> _Point labeling dataset excerpts_
(begin)

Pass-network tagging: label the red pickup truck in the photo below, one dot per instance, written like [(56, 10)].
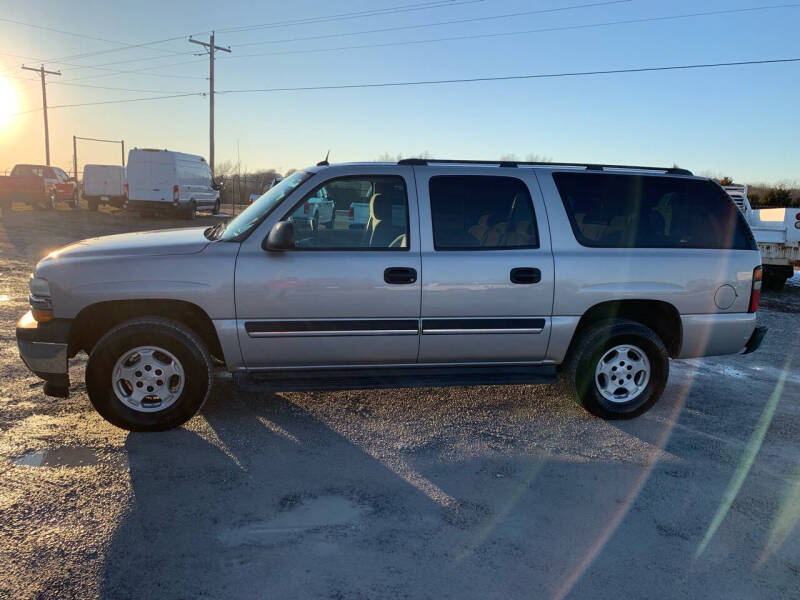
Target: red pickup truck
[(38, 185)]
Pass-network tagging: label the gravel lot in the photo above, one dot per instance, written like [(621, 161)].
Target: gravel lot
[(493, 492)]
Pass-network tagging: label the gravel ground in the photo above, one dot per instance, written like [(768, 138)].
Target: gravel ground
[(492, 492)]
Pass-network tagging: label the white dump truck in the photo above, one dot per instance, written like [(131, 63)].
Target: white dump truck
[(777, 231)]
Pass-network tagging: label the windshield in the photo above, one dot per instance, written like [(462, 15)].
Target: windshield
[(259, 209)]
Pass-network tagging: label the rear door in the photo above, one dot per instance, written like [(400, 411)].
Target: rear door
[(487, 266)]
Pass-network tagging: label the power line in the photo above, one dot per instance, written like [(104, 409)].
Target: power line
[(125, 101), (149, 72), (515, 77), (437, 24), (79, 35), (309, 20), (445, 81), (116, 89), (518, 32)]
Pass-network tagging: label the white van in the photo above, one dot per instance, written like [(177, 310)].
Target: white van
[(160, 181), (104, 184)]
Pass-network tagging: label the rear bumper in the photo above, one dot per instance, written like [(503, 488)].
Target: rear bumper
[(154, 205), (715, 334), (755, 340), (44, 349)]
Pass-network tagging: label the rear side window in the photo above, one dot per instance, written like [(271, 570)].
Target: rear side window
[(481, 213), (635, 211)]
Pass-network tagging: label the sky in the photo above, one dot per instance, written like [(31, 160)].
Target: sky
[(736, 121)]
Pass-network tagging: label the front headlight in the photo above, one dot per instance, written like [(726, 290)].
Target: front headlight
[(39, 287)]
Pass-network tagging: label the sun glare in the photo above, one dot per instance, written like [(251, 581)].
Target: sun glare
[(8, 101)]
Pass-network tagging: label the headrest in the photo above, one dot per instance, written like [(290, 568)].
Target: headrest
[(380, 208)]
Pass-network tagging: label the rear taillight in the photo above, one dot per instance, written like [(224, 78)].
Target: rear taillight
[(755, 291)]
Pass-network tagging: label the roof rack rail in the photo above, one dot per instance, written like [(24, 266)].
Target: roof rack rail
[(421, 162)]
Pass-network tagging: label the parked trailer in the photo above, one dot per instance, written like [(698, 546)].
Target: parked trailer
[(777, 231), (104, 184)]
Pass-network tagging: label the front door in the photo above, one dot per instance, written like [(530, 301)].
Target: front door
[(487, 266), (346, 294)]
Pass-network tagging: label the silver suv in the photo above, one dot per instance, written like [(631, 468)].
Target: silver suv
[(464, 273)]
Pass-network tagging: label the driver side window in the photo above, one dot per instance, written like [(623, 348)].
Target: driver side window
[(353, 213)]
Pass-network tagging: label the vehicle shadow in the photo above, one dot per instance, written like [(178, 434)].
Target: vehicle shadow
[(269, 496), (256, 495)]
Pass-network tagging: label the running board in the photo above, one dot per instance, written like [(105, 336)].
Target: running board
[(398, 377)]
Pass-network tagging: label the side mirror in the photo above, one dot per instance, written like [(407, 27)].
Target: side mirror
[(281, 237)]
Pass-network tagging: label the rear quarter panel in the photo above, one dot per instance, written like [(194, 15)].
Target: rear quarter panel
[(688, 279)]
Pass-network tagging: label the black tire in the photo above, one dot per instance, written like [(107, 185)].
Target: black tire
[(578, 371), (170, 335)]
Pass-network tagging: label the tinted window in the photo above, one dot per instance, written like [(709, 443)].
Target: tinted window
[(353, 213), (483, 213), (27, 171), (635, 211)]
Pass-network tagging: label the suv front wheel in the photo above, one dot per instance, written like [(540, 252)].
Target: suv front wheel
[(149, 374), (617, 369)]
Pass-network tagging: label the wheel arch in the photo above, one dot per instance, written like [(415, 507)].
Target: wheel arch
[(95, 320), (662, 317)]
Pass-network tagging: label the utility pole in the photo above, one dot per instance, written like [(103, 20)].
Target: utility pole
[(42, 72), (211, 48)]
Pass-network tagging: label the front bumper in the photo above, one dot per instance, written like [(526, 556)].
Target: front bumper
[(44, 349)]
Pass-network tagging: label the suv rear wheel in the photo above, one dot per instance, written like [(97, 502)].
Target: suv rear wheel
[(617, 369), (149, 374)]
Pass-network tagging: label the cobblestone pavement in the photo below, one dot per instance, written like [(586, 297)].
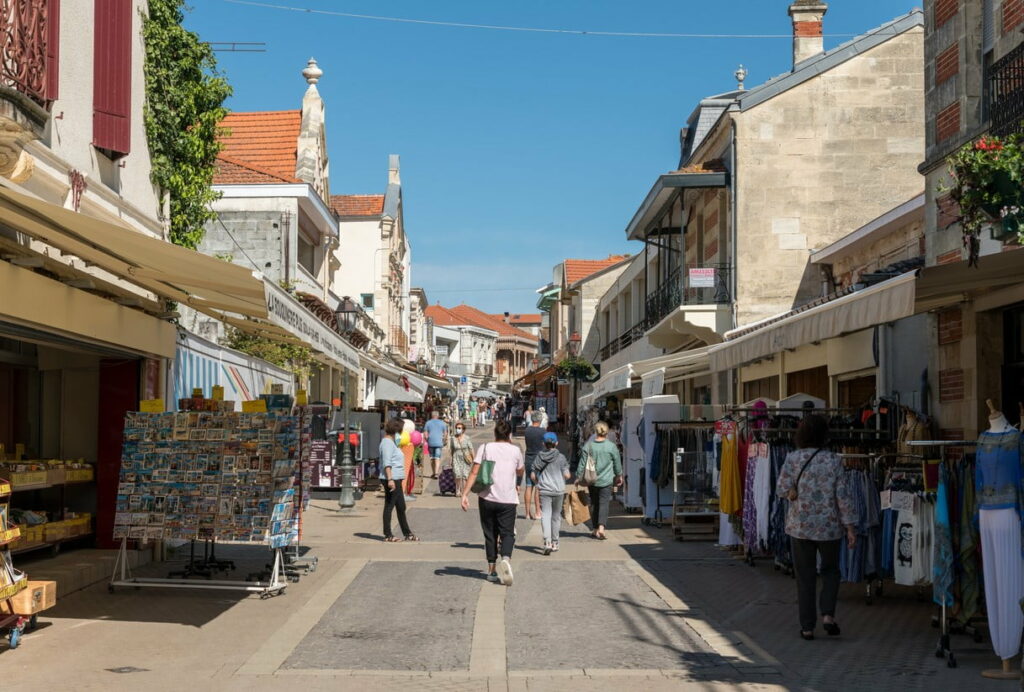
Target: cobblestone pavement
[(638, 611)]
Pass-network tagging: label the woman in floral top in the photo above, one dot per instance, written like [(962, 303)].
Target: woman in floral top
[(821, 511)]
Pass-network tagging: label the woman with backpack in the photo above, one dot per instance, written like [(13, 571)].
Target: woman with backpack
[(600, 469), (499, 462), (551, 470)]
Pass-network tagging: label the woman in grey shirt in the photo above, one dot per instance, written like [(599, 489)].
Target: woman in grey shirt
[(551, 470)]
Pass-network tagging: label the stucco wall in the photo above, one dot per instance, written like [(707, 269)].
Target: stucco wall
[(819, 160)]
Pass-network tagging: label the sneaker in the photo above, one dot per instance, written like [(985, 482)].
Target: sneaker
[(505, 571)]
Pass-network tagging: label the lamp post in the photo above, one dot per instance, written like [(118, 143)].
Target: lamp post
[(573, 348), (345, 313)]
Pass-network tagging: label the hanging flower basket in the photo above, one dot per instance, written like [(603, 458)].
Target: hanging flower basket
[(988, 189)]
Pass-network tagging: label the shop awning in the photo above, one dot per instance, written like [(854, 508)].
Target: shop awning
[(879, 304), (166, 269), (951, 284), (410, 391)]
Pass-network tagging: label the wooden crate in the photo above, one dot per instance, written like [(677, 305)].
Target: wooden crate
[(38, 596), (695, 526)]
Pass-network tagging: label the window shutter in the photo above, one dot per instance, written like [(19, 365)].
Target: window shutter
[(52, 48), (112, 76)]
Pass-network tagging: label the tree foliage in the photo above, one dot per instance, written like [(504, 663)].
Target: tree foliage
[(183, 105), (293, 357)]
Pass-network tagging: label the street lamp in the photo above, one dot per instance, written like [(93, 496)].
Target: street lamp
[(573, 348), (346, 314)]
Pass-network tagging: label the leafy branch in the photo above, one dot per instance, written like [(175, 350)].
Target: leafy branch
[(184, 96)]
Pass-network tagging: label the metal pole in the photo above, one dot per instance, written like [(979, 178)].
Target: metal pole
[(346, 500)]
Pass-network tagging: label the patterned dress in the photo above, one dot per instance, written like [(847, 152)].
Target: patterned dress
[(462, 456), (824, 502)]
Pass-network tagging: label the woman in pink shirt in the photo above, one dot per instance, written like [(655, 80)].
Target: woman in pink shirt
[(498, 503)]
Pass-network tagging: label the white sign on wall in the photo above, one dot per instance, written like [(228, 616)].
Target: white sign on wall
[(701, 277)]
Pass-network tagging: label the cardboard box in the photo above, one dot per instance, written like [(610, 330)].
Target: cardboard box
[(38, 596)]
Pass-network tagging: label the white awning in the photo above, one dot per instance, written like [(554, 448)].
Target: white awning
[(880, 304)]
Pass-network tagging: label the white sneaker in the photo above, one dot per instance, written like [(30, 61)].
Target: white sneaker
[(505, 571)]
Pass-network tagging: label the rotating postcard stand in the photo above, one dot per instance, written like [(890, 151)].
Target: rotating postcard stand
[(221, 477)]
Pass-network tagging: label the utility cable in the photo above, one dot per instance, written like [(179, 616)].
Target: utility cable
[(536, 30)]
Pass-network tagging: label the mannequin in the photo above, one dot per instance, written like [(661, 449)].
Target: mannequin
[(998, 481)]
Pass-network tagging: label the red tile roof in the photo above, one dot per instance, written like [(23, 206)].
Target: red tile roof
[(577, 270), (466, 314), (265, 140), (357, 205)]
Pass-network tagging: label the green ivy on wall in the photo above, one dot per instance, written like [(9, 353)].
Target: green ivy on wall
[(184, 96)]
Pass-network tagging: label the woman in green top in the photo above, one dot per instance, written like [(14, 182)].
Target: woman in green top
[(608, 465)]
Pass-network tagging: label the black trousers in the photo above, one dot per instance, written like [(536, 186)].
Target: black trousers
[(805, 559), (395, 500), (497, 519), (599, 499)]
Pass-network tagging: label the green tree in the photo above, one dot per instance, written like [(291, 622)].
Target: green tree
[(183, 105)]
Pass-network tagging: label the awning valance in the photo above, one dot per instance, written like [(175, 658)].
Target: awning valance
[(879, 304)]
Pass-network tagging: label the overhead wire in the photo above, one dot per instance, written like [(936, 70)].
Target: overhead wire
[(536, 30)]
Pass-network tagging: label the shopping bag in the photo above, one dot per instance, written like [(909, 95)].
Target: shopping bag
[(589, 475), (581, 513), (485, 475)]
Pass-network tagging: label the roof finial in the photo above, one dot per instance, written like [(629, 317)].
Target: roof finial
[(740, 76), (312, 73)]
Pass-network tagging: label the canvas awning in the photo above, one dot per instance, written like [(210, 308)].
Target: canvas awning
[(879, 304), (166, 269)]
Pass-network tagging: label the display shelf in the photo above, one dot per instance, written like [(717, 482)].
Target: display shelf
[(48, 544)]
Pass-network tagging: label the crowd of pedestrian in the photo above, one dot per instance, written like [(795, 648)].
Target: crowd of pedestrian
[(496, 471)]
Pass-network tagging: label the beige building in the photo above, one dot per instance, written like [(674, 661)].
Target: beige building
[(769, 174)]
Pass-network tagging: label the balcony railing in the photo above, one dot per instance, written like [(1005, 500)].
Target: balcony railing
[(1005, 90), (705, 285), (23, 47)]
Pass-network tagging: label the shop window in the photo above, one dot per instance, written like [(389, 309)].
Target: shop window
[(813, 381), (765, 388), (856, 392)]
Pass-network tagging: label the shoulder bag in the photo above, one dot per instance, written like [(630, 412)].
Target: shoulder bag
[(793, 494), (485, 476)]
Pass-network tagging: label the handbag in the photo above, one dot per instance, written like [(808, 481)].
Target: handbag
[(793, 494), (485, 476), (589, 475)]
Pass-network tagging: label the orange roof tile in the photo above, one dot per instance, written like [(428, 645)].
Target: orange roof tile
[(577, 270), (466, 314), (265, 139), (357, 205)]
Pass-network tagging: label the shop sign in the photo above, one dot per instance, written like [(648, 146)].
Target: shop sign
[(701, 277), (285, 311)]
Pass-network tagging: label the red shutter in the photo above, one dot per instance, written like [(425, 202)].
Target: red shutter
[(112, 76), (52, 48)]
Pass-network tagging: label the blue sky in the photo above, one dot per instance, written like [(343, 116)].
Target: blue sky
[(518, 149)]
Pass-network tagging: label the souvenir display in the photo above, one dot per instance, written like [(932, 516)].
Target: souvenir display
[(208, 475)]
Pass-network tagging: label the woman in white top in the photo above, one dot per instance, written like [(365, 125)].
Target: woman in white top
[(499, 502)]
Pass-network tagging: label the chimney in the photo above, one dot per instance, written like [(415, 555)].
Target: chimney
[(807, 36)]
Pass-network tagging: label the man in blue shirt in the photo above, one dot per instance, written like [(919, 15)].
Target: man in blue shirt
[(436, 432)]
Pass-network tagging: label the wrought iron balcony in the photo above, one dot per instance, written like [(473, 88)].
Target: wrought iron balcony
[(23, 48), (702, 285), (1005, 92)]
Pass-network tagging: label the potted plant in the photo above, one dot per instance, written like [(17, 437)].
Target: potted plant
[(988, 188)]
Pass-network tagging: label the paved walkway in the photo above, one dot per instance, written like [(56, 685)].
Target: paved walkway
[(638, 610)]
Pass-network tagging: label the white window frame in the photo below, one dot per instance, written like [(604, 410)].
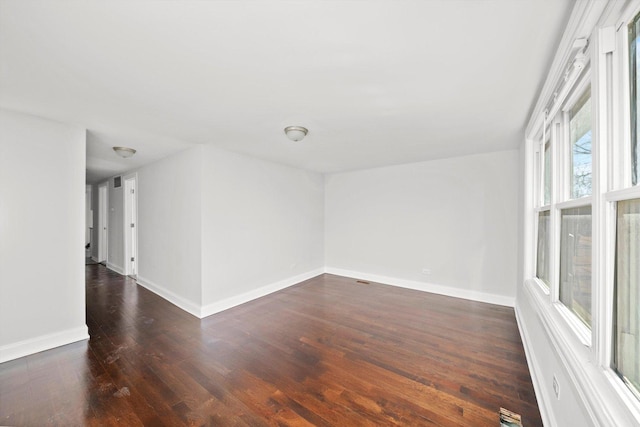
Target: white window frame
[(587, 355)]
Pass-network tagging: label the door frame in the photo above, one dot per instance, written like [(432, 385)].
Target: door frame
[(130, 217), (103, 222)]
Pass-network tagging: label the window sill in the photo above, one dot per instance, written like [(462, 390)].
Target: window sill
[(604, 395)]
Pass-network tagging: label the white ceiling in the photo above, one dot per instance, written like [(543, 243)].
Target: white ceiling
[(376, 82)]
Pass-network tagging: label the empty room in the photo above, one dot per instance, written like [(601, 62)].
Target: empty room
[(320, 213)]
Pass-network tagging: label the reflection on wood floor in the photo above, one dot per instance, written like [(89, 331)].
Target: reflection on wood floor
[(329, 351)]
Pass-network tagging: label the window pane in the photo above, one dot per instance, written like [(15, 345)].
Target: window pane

(end)

> _Objective_
What needs duplicating is the run of lines from the one containing "Pass-network tagging: label the white ceiling" through the last line of the entries above, exact and complete.

> _Result of the exercise_
Pass-network tagging: label the white ceiling in the photo above, one dot per instance, written like [(543, 243)].
Target: white ceiling
[(376, 82)]
Pass-network tagging: label the empty room in the photo above, one dot per instance, written like [(601, 62)].
Target: empty room
[(320, 213)]
Pass-network tagging: label the reflection on wood floor in the photo above, one dot per instance, written like [(89, 331)].
Target: reflection on wood floor
[(329, 351)]
Pass-network tagging: label the window pane in the photo above, one dot per instance, written like [(15, 345)].
Target: window pane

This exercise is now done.